BRANO DA LEGGERE:
____________
Certo il successo dell’applicazione potrebbe rappresentare un singolo exploit, oppure il segnale dell’arrivo di un cavallo di Troia da Pechino. L’elemento da non sottovalutare è che la strategia di marketing – dopo gli insuccessi di cui abbiamo detto, relativi ad Alibaba – finalmente funziona. Basti pensare che per raggiungere quota 500 milioni di utenti, l’applicazione ha speso 1 miliardo in pubblicità su una app rivale e cioè Snapchat. Il successo di TikTok indica un primo cambio di passo. La Cina non è più soltanto hardware, non è soltanto la fabbrica fisica della tecnologia, insomma non possiamo più considerarla la nazione che assembla gli iPhone e basta.
____________
VOCI FORNITE:
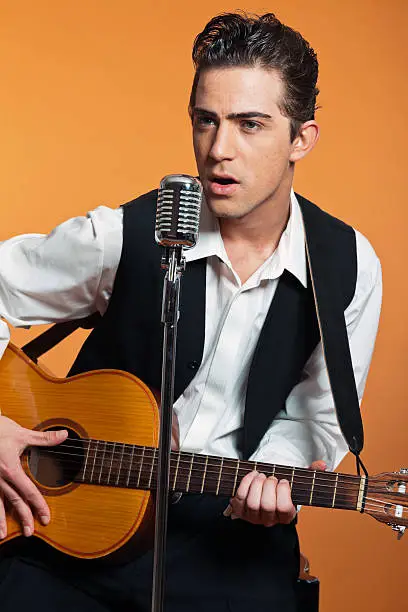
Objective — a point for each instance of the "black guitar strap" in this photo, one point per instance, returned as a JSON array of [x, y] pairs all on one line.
[[336, 350]]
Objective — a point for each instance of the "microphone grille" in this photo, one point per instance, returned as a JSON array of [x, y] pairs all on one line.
[[178, 211]]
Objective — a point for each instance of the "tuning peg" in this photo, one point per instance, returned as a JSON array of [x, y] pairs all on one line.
[[400, 530]]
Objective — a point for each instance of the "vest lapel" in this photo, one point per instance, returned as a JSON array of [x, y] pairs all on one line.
[[288, 336]]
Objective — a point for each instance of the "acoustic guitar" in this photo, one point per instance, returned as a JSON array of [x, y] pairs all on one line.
[[99, 482]]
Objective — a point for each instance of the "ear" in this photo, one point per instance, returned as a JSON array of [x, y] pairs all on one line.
[[304, 142]]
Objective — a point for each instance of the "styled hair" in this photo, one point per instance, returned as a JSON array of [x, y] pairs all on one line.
[[239, 39]]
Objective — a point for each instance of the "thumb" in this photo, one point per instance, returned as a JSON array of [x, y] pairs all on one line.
[[318, 465], [47, 438]]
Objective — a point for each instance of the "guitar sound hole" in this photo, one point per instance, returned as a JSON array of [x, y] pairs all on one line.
[[57, 466]]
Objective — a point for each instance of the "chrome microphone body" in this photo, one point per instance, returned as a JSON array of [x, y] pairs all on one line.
[[177, 223], [178, 211]]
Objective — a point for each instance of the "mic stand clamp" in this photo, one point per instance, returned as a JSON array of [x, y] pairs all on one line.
[[174, 262]]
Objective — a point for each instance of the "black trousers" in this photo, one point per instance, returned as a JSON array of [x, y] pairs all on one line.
[[213, 564]]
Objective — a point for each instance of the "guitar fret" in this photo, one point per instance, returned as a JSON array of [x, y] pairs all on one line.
[[140, 468], [151, 471], [335, 489], [361, 494], [111, 462], [176, 472], [93, 464], [131, 465], [291, 480], [86, 458], [219, 476], [189, 473], [204, 474], [102, 463], [120, 464], [311, 492], [235, 479]]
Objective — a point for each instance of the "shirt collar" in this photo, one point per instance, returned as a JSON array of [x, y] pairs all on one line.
[[290, 253]]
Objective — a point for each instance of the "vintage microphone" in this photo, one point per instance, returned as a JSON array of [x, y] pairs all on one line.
[[177, 224]]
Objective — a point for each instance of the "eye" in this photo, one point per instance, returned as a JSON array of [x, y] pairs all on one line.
[[251, 126]]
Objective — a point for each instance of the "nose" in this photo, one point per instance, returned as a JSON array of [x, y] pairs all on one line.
[[223, 146]]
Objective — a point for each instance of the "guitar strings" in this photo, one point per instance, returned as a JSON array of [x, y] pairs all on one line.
[[195, 459], [317, 487], [186, 463]]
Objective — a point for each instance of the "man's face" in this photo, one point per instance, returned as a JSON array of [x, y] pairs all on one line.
____________
COSA FARE:
1. Secondo il brano su TikTok, quanto ha speso l'applicazione in pubblicità su Snapchat per arrivare a 500 milioni di utenti?
2. Prosegui il brano sul successo di TikTok e sulla Cina a partire dalla sua ultima frase.

COMPITI SVOLTI:
1. Ha speso 1 miliardo.

2.
Quegli organismi complessi che sono le democrazie prevedono articolazioni che non hanno l’obbligo di tenere conto delle tante variabili di cui abbiamo detto fin qui. I procuratori pensano ad alcune di queste variabili, pensano soprattutto all’applicazione delle norme di legge, valutano i rischi per il mercato e per i consumatori laddove esistono posizioni di forza che stritolano il mercato.

Eppure oggi gli Stati Uniti, e quindi anche i tanti procuratori, paiono di fronte a un feroce dilemma: mantenere in vita il capitalismo e le sue vecchie regole, oppure fare un’eccezione clamorosa, anzi salvare questa eccezione clamorosa, per non perdere una guerra tecnologica con il rivale più ingombrante del nuovo mondo multipolare?

Potremmo applicare una variante dell’Effetto farfalla a questa fase del confronto tra Stati nazionali e techno-corporation (le meta-nazioni digitali), e chiederci se il battito d’ali di un procuratore di uno Stato qualunque influirà sulla supremazia tecnologica americana nel confronto con Pechino. Potremmo anche chiederci se un giudice qualunque si farà strumento di un processo storico inevitabile, quello del sorpasso cinese ai danni degli Stati Uniti in questo settore; o se smembrare le grandi aziende della Silicon Valley sia il passo necessario per la sopravvivenza del capitalismo per come lo abbiamo conosciuto.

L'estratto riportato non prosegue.